§ **Task objective**:
Line by line, retype the data exactly as it is given.

[Point localization data]
>>>

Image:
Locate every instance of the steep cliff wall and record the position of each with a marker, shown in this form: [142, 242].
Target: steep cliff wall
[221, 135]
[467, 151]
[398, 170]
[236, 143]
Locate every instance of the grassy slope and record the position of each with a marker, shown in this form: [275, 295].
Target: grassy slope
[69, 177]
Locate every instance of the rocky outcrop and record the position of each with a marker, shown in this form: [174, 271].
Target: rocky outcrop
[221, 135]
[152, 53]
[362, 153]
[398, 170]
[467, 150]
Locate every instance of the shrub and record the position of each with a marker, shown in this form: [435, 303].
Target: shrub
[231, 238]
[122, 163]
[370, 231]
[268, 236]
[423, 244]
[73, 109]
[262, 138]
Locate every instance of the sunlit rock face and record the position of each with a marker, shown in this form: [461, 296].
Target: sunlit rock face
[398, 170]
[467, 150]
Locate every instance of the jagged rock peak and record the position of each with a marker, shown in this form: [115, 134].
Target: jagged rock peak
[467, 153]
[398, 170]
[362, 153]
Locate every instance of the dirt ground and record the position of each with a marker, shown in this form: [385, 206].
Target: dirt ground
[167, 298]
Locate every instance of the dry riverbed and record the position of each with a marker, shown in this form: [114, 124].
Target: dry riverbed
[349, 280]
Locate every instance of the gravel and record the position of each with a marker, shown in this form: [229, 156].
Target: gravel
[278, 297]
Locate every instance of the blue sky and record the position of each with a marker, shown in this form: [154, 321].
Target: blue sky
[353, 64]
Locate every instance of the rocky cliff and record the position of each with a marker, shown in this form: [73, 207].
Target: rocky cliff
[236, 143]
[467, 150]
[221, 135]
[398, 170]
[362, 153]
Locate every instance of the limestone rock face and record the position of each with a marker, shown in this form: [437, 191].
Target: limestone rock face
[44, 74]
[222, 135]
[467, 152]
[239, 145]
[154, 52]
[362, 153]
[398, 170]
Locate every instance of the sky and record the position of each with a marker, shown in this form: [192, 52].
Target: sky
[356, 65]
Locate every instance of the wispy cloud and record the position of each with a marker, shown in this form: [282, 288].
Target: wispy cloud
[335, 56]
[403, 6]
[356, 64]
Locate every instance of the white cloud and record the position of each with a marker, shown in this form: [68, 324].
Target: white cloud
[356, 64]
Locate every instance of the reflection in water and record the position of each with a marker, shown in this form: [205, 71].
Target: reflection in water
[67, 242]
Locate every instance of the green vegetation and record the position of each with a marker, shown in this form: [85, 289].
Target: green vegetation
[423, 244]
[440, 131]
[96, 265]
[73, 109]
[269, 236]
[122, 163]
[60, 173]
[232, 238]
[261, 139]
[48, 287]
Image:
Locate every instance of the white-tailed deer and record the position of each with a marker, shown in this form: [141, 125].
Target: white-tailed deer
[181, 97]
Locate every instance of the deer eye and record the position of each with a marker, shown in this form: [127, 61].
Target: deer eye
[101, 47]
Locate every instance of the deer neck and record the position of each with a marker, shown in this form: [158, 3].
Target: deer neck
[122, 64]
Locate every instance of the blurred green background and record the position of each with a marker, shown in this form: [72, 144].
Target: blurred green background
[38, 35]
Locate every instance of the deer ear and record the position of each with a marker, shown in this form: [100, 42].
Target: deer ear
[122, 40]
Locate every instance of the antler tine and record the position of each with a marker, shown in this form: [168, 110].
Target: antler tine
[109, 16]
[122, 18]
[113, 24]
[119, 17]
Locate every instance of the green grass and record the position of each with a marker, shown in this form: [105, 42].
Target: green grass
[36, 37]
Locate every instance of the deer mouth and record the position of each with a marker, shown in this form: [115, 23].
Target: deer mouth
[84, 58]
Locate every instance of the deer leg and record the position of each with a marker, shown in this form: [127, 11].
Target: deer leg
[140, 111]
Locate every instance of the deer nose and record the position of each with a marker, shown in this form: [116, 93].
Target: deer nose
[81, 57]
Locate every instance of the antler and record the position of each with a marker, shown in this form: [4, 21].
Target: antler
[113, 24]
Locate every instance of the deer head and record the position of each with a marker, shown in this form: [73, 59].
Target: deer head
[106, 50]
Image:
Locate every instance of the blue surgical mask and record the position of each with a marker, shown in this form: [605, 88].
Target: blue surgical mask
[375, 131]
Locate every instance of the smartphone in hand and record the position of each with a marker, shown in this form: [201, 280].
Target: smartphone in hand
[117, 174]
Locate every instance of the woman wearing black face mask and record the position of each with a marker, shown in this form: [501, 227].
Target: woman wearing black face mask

<<<

§ **Result for this exercise**:
Image:
Locate every instance of the steep cliff wall and record the position of each with a marker, shown in this form: [142, 242].
Target: steep cliff wall
[221, 135]
[467, 151]
[398, 170]
[236, 143]
Locate every instance of the grassy slope and record the position of each with a marker, shown in this form: [275, 295].
Target: grassy slope
[69, 177]
Locate every instance of the rocky outcrop and record the position of each with a marker, shown in this form: [174, 271].
Target: rocky outcrop
[221, 135]
[152, 53]
[362, 153]
[398, 170]
[467, 150]
Locate every instance of the shrub and record the position of each with a marker, shown in this form: [435, 303].
Target: shrub
[231, 238]
[122, 163]
[370, 231]
[268, 236]
[423, 244]
[73, 109]
[262, 138]
Locate every instance of the sunlit rock face and record the position of each with a marker, shown in this form: [461, 296].
Target: sunlit rock face
[398, 170]
[467, 150]
Locate every instance of the jagged rock peak and record the position of each with a marker, shown in this form: [115, 134].
Target: jagged rock peak
[467, 153]
[398, 170]
[362, 153]
Locate every instance of the dirt ground and record the position of each with a marker, shown in this form: [385, 206].
Target: dirt ground
[167, 298]
Locate every instance of the dry riverbed and record the position of each with a marker, shown in this form: [114, 124].
Target: dry riverbed
[349, 280]
Locate every instance of the gravel and record the position of each with a marker, shown in this form: [229, 156].
Target: gravel
[278, 297]
Locate every instance of the blue sky and record the position of each with a marker, shown in this form: [154, 321].
Target: blue sky
[353, 64]
Locate every instance of the rocky cliff and record the position of each with a marker, shown in this form: [73, 207].
Target: rocky cliff
[236, 143]
[467, 150]
[221, 135]
[398, 170]
[362, 153]
Locate every instance of the limestone rock face and record the position of each with a marker, shown in this form: [437, 191].
Target: limestone rock face
[44, 74]
[222, 135]
[467, 152]
[239, 145]
[154, 52]
[362, 153]
[398, 170]
Locate every instance of the sky and record the position of each with a marker, shown in this form: [192, 52].
Target: sky
[356, 65]
Locate every instance of the wispy cloud and record the position of each with a marker, shown in this form: [282, 288].
Target: wispy cloud
[335, 56]
[403, 6]
[356, 64]
Locate every instance of the white cloud and record the position of each with a marker, shown in this form: [68, 324].
Target: white cloud
[356, 64]
Locate every instance of the reflection in water and record the position of each with a marker, shown in this form: [205, 71].
Target: reflection in water
[67, 242]
Locate every instance of the green vegetation and record the position of each with a marker, shown in this form: [85, 289].
Target: green vegetation
[423, 244]
[440, 131]
[96, 265]
[73, 109]
[269, 236]
[122, 163]
[60, 173]
[232, 238]
[261, 139]
[48, 287]
Image:
Locate every instance of the white-tailed deer and record the position of each with a marker, shown in this form: [141, 125].
Target: white-tailed deer
[181, 97]
Locate every instance of the deer eye and record the position of each with a marker, shown in this form: [127, 61].
Target: deer eye
[101, 47]
Locate every instance of the deer neck and record the position of each with a marker, shown in this form: [158, 3].
Target: deer neck
[122, 64]
Locate every instance of the blurred green background and record the position of each with a marker, shown in this form: [72, 144].
Target: blurred green background
[38, 35]
Locate every instance of the deer ear and record the position of each with a marker, shown in this form: [100, 42].
Target: deer ear
[122, 40]
Locate every instance of the antler tine and record the position of each with a marker, shown in this form: [168, 110].
Target: antler tine
[109, 16]
[122, 18]
[113, 24]
[119, 17]
Locate every instance of the green grass and record the position of each with a marker, shown in this form: [105, 42].
Target: green grass
[36, 37]
Locate every instance of the deer mouth and record the position of each with a marker, shown in this form: [115, 23].
Target: deer mouth
[84, 58]
Locate every instance of the deer leg and record the position of each with a marker, shown in this form: [127, 11].
Target: deer leg
[140, 111]
Locate every instance of the deer nose and record the position of each with a marker, shown in this form: [116, 93].
Target: deer nose
[81, 57]
Locate every instance of the antler and record the position of each with a marker, shown in this form: [4, 21].
Target: antler
[113, 24]
Locate every instance of the deer head and record the position of each with a marker, shown in this form: [73, 59].
Target: deer head
[106, 50]
Image:
Locate every instance of the blue surgical mask and record the position of each with a marker, shown in this form: [605, 88].
Target: blue surgical mask
[375, 131]
Locate every instance of the smartphone in hand and record the position of each with a marker, shown in this form: [201, 280].
Target: smartphone in hand
[117, 174]
Locate every instance of the woman wearing black face mask and record the position of each with a marker, shown in this form: [501, 227].
Target: woman wearing black face mask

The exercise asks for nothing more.